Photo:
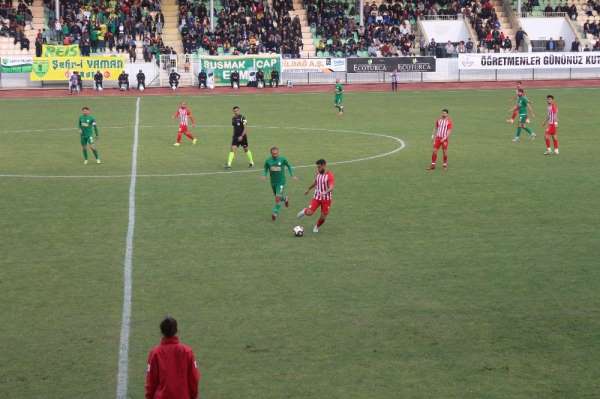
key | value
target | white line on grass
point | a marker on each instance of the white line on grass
(401, 145)
(122, 374)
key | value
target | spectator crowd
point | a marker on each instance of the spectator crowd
(107, 26)
(242, 27)
(13, 21)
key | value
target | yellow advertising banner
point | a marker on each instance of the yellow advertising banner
(60, 68)
(59, 50)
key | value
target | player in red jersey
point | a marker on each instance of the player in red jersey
(552, 125)
(323, 184)
(440, 136)
(184, 115)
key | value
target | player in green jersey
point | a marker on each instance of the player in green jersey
(339, 96)
(89, 134)
(275, 166)
(524, 110)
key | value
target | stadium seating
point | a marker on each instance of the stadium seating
(109, 28)
(242, 27)
(19, 24)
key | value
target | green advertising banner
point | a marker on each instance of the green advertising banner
(52, 50)
(17, 64)
(246, 65)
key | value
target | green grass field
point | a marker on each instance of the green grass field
(481, 282)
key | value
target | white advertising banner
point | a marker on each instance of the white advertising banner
(513, 61)
(305, 65)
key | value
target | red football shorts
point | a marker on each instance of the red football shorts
(438, 143)
(183, 128)
(551, 130)
(324, 204)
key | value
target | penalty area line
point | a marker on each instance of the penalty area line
(123, 370)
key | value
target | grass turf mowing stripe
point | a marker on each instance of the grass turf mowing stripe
(122, 373)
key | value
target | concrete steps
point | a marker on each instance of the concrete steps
(505, 24)
(8, 49)
(308, 47)
(171, 36)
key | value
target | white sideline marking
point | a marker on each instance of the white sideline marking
(400, 147)
(122, 374)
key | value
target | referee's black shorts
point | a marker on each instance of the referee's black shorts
(235, 142)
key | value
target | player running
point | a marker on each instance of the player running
(339, 97)
(515, 109)
(552, 122)
(323, 184)
(524, 110)
(184, 115)
(89, 134)
(441, 135)
(240, 137)
(275, 166)
(74, 83)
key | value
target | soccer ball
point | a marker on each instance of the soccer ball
(298, 231)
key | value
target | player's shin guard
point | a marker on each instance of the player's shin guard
(277, 206)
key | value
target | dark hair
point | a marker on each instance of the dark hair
(168, 327)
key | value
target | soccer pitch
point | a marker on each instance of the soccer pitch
(478, 282)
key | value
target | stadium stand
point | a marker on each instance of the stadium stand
(242, 27)
(549, 33)
(20, 23)
(492, 26)
(445, 37)
(588, 22)
(389, 28)
(117, 27)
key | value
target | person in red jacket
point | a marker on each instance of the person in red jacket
(172, 369)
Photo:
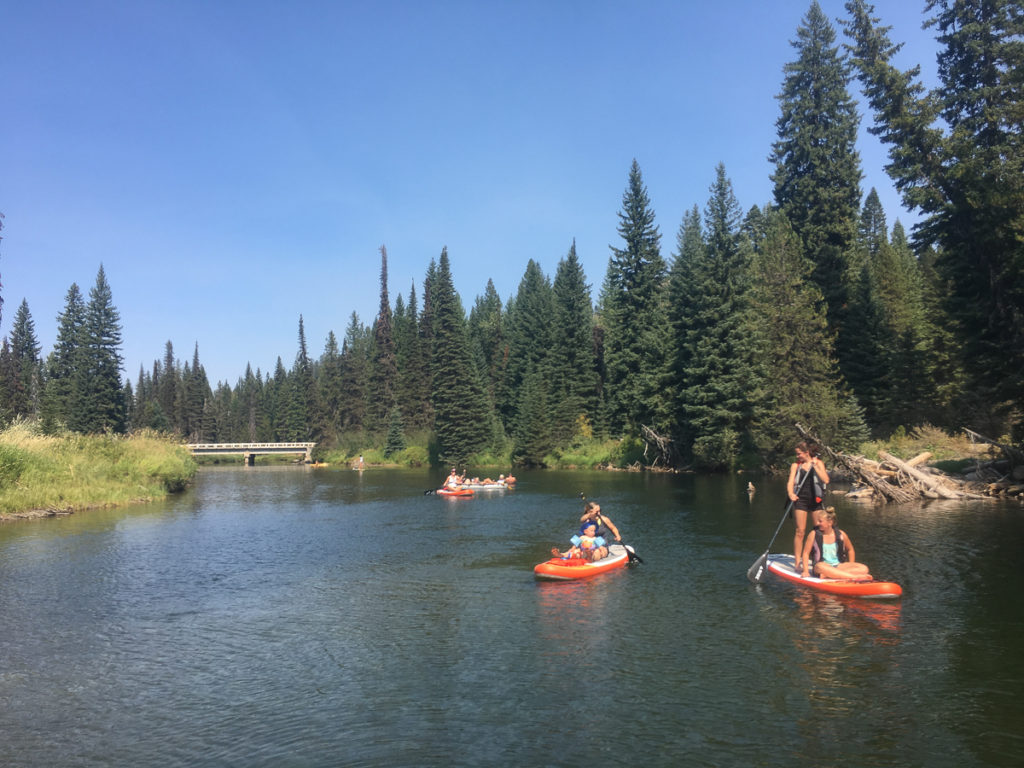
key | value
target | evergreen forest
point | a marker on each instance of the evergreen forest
(695, 351)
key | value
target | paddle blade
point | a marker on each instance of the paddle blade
(631, 554)
(757, 570)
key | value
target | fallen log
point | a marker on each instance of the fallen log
(929, 484)
(857, 466)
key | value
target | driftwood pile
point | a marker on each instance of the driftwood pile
(893, 479)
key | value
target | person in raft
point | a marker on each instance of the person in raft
(605, 527)
(808, 500)
(829, 553)
(587, 544)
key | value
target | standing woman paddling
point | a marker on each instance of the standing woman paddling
(806, 497)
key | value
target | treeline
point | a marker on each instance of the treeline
(808, 309)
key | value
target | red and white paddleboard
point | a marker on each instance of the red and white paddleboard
(782, 566)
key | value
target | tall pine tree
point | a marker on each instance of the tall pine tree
(957, 156)
(462, 421)
(384, 370)
(576, 406)
(714, 400)
(633, 308)
(98, 400)
(817, 168)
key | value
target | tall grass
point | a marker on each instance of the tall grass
(73, 471)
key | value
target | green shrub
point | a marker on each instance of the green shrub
(12, 464)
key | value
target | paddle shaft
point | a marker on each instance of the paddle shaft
(788, 508)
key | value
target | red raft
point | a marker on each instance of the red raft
(454, 492)
(781, 566)
(564, 568)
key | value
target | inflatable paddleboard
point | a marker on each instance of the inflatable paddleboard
(782, 566)
(563, 568)
(454, 492)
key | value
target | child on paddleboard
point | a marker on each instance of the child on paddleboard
(829, 552)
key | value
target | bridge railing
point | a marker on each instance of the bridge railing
(249, 451)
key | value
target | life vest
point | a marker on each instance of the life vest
(819, 545)
(819, 487)
(587, 543)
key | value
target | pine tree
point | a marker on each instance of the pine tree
(684, 297)
(573, 378)
(957, 156)
(298, 396)
(8, 382)
(354, 358)
(632, 307)
(395, 433)
(714, 399)
(462, 422)
(330, 388)
(817, 169)
(99, 397)
(528, 327)
(798, 379)
(59, 388)
(487, 340)
(24, 396)
(384, 370)
(168, 387)
(531, 435)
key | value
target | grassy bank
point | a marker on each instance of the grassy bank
(40, 474)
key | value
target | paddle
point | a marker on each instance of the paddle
(631, 554)
(755, 572)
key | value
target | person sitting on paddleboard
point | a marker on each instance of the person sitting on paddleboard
(829, 552)
(809, 497)
(586, 544)
(605, 527)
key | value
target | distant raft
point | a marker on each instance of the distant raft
(782, 566)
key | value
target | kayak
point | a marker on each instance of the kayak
(782, 566)
(455, 492)
(485, 486)
(566, 568)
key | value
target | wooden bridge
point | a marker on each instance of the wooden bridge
(250, 450)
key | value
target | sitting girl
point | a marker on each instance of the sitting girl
(586, 544)
(829, 552)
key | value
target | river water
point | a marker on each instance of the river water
(295, 616)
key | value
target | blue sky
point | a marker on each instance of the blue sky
(235, 165)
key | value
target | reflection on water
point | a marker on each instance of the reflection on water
(293, 616)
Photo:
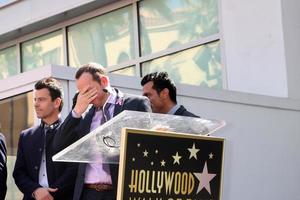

* * *

§ TASK ITEM
Copy the data precisely. Skip every picture.

§ TASK RESULT
Photo:
key | value
target | white line on grass
point | a marker on each instance of the white line on grass
(401, 145)
(122, 374)
key | value
target | spectator crowd
point | a marker on each instance of the spectator crowd
(107, 26)
(242, 27)
(13, 21)
key | value
target | yellow advertising banner
point | a marker on each instance of the yellow advertising banner
(60, 68)
(59, 50)
key | value
target | player in red jersey
point | a marker on each instance of the player in red jersey
(552, 125)
(323, 184)
(440, 136)
(184, 115)
key | value
target | player in green jersey
point | a marker on each instance of the player in green jersey
(339, 96)
(89, 134)
(275, 166)
(524, 110)
key | value
target | stadium seating
point | a marker on each instance of the stadium seating
(109, 28)
(242, 27)
(19, 24)
key | value
target | green advertising banner
point | a marker on each instance of the green advertising banner
(52, 50)
(17, 64)
(246, 65)
key | value
target | green grass field
point | a marker on each instance of the green grass field
(481, 282)
key | value
target | white advertising banner
point | a marker on each instance of the white advertising banner
(513, 61)
(305, 65)
key | value
target | red football shorts
point | a marker on each instance of the red football shorts
(438, 143)
(183, 128)
(551, 130)
(324, 204)
key | value
target | penalty area line
point | a marker on each instance of the penalty area line
(123, 370)
key | value
target | grass turf mowing stripe
point | a marker on each instance of the grass turf mowing stripe
(122, 373)
key | value
target | concrete steps
point | a marker on each instance of the concrete steps
(505, 24)
(8, 49)
(308, 47)
(171, 36)
key | value
target | white sideline marking
point | a marker on each instance of the white sideline marking
(400, 147)
(122, 374)
key | value
target | referee's black shorts
point | a marker on each instance of the referee's black shorts
(235, 142)
key | value
target | player running
point | a marker on each instance of the player running
(339, 97)
(515, 109)
(552, 122)
(323, 184)
(524, 110)
(184, 115)
(89, 134)
(441, 135)
(240, 137)
(275, 166)
(74, 83)
key | value
target | soccer ball
point | a marker on each instance of the soccer ball
(298, 231)
key | value
target | player's shin guard
point | a marker on each instance of the player's shin guard
(277, 206)
key | value
target | dark hair
point | a marker on each instance of the dark hair
(168, 327)
key | value
target | soccer pitch
point | a marker on each instance of the soccer pitch
(478, 282)
key | value
target | stadium stand
point | a marker on each instance of the stadium stand
(242, 27)
(549, 33)
(20, 23)
(492, 26)
(445, 37)
(588, 22)
(389, 28)
(117, 27)
key | value
target | person in red jacket
point | a marker on each instance of the person in red jacket
(172, 369)
Photo:
key | value
target | evergreen forest
point | a marker on each instance of the evergreen forest
(695, 351)
key | value
target | paddle blade
point | a marker on each instance of the paddle blade
(631, 554)
(757, 570)
key | value
target | fallen log
point | a marker on each instance of the fallen log
(929, 484)
(857, 466)
key | value
target | driftwood pile
point | a marker on each instance of the driftwood pile
(893, 479)
key | value
target | person in raft
point | a marker on each instance of the person in raft
(605, 527)
(808, 500)
(829, 553)
(587, 544)
key | value
target | standing woman paddling
point | a marker on each instance of the standing woman paddling
(806, 497)
key | value
target | treeline
point | a marker on each instance of the treeline
(808, 309)
key | value
target | red and white paddleboard
point | a marker on each instance of the red and white paddleboard
(782, 566)
key | value
target | tall pine tree
point | a marker on each instance of the tall pine tree
(957, 156)
(462, 421)
(384, 370)
(576, 406)
(714, 400)
(633, 308)
(98, 400)
(817, 168)
key | value
target | tall grass
point | a marker on each instance of the tall grass
(73, 471)
key | value
target | green shrub
point | a marker on each instance of the green shrub
(12, 464)
key | value
target | paddle shaft
point | a marker on each instance of the paddle shaft
(788, 508)
key | value
target | red raft
point | a marker on each instance of the red raft
(454, 492)
(781, 566)
(564, 568)
key | value
target | inflatable paddleboard
point | a marker on each instance of the inflatable paddleboard
(782, 566)
(563, 568)
(454, 492)
key | value
target | child on paddleboard
point | a marker on each instance of the child on paddleboard
(829, 552)
key | value
target | bridge railing
point | a marker on each instance of the bridge railing
(249, 451)
key | value
target | life vest
point | a marker on each instance of the life vest
(819, 545)
(819, 487)
(587, 543)
key | value
target | pine tree
point | a marker on each instance of the pine tree
(684, 297)
(573, 378)
(957, 156)
(298, 396)
(8, 382)
(354, 358)
(632, 307)
(395, 433)
(714, 399)
(462, 422)
(330, 388)
(817, 169)
(99, 397)
(528, 327)
(798, 379)
(59, 388)
(487, 340)
(24, 396)
(384, 370)
(168, 387)
(531, 435)
key | value
target | grassy bank
point | a marker on each instance of the grassy bank
(40, 474)
key | value
target | paddle
point | a marker on each instance of the paddle
(631, 554)
(755, 572)
key | value
target | person sitting on paddleboard
point | a marker on each instance of the person sitting on paddleboard
(829, 552)
(809, 497)
(586, 544)
(605, 527)
key | value
target | distant raft
point | a marker on each instance of the distant raft
(782, 566)
key | value
target | kayak
point | a marker on each instance of the kayak
(782, 566)
(455, 492)
(485, 486)
(566, 568)
key | value
target | wooden bridge
point | a marker on each instance of the wooden bridge
(250, 450)
key | value
target | sitting girl
point | a marker on each instance of the sitting girl
(586, 544)
(829, 552)
key | value
target | river water
point | a marker on each instance of the river water
(295, 616)
key | value
target | blue sky
point | a marker on each instance of the blue sky
(235, 165)
key | value
target | reflection on water
point | a marker on each instance of the reflection on water
(293, 616)
Photo:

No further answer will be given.